Convert the data below into a Markdown table with two columns, "No." and "Line", that numbers each line and leaves out blank lines.

━━━━━━━━━━━━━━━━

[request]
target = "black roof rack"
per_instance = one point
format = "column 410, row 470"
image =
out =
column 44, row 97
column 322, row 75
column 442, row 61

━━━━━━━━━━━━━━━━

Exercise solution:
| No. | Line |
|---|---|
| 1 | [request] |
| 2 | target = "black roof rack" |
| 3 | per_instance = one point |
| 4 | format = "column 410, row 470" |
| 5 | image = |
| 6 | out = |
| 7 | column 44, row 97 |
| 8 | column 322, row 75 |
| 9 | column 442, row 61 |